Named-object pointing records
===

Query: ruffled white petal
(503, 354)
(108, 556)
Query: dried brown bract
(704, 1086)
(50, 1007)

===

_Written instruction_
Format every line in the rows above as a numbered list, dropping any blank lines.

_Response for this exercise_
1. Query: ruffled white petal
2. (503, 354)
3. (108, 556)
4. Query: dried brown bract
5. (704, 1086)
6. (50, 1007)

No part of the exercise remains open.